• _Questões do material_:
[1] Repita fielmente o trecho do texto sobre terremotos e saúde de "No painel que" a "anos para aparecer.".
[2] Retome o texto sobre terremotos e saúde a partir do ponto em que ele para.

• _Trecho do texto_:
++++++

Terremotos podem causar problemas de saúde em longo prazo a sobreviventes
Já faz quase três semanas que um terremoto de magnitude 6,8 atingiu o Marrocos, matando mais de 2.900 pessoas. Alguns escombros, entretanto, permanecem em Marrakech, cidade que está sediando a segunda edição da Conferência Africana sobre Redução de Riscos para a Saúde.
No painel que abriu o evento, nesta quarta-feira (27), o médico Delon Human lembrou que, além das perdas materiais, desastres naturais também afetam a saúde em longo prazo, com doenças que demoram meses ou anos para aparecer.
De acordo com ele, há dois tipos de doenças preocupantes nesses casos. O primeiro são as doenças comunicáveis, causadas por bactérias, vírus, parasitas ou outros patógenos que podem ser transmitidas direta ou indiretamente de pessoa para pessoa. Em desastres naturais, recursos como energia, água corrente e métodos de saneamento podem ficar indisponíveis por longos períodos de tempo, facilitando o aparecimento de doenças infecciosas. É o caso da influenza, tuberculose, diarreia e até febre amarela, malária e dengue.
O segundo tipo de doenças causadas por desastres naturais são as doenças não-comunicáveis, como hipertensão, diabetes, asma, doenças do coração. Pode parecer estranho associar um terremoto ou tsunami a essas doenças crônicas, mas o impacto desses eventos catastróficos à saúde pública (falta de medicamentos, das fontes habituais de cuidado, interrupção da infraestrutura de assistência médica) contribui com o aparecimento dessas condições.
Além da falta de acesso à saúde pública, Human também relacionou o aumento do tabagismo nesses períodos de crise às doenças não-comunicáveis em longo prazo.

++++++

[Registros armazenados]
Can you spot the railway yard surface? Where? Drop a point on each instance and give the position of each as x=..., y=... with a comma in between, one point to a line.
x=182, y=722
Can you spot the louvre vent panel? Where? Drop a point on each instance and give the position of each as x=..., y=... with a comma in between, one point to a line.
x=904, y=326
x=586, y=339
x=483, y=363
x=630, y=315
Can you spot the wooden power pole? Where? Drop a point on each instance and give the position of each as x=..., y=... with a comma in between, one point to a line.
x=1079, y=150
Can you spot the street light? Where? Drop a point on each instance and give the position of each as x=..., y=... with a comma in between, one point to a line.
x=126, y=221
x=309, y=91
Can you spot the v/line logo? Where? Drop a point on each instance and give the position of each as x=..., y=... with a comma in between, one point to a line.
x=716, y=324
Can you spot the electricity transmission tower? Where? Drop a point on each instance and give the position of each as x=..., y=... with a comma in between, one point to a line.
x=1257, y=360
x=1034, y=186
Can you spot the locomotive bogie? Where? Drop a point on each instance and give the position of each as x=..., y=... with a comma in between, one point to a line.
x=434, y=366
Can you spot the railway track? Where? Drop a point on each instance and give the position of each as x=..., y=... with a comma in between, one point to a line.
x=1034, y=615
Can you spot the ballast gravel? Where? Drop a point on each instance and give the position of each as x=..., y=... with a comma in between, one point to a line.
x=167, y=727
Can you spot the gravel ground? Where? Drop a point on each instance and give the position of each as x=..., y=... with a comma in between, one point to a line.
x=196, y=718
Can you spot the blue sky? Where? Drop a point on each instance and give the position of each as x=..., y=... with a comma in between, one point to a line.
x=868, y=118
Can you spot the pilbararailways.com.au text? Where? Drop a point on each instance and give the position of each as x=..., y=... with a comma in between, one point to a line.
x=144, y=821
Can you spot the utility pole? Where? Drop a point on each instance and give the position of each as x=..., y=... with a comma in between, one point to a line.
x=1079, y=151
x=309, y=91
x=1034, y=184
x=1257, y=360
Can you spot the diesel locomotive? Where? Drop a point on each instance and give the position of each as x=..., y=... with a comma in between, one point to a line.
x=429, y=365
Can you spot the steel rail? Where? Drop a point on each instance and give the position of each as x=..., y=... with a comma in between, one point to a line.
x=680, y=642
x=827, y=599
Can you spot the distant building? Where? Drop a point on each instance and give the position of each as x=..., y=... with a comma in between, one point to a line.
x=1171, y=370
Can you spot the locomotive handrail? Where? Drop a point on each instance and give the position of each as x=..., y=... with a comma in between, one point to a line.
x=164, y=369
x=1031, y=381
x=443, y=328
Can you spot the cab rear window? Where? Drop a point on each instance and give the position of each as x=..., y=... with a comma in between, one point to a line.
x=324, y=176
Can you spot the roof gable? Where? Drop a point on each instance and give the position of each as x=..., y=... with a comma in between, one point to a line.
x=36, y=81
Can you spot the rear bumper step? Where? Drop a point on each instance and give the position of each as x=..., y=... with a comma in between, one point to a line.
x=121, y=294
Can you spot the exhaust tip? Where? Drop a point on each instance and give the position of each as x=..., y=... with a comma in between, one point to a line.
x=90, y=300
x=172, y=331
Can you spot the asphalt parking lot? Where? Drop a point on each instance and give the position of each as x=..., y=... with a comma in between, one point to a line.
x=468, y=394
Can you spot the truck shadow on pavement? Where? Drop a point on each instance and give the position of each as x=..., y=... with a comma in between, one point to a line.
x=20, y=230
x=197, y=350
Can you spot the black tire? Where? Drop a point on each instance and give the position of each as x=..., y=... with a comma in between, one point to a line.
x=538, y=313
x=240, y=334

++++++

• _Lista de respostas_:
[1]
No painel que abriu o evento, nesta quarta-feira (27), o médico Delon Human lembrou que, além das perdas materiais, desastres naturais também afetam a saúde em longo prazo, com doenças que demoram meses ou anos para aparecer.

[2]
No Marrocos, temos pouco mais de 37 milhões de pessoas, e 5 milhões delas são fumantes. Há uma associação entre o tabagismo e o estresse. É esperado, então, que após desastres naturais as pessoas fumem mais, aumentando o risco de doenças crônicas em longo prazo. Delon Human
O médico israelense Avraham Rivkind, que também participou do painel, citou o transtorno do estresse pós-traumático, ou TEPT, como um dos problemas a ser enfrentado por quem sobrevive a desastres.
O distúrbio é caracterizado por um aumento importante da ansiedade após a exposição a um evento traumático, como um terremoto ou uma enchente. A pessoa com o transtorno revive recorrentemente o acontecido, por meio de sonhos, pensamentos ou flashbacks —uma experiência lúcida, na qual ela sente como se o evento estivesse ocorrendo novamente.
Para reduzir o risco de doenças que podem aparecer meses ou anos após esses eventos, os médicos apontaram que cuidados com saneamento básico, água, diagnóstico precoce e até programas antitabagismo ajudam. Mas governos devem se preocupar com isso antes mesmo de acontecimentos do tipo.
"Desastres podem acontecer em qualquer lugar, sem avisos. É por isso que a preparação é importante", disse o médico sul-africano Katlego Mothudi. Segundo ele, essa prevenção vem por meio de construções adequadas, educação e informação eficientes (população precisa estar ciente sobre saneamento básico, higiene, importância das vacinas e da doação de sangue, por exemplo) e acesso à saúde, inclusive mental.
*A jornalista viajou a convite da organização da Conferência Africana sobre Redução de Riscos para a Saúde.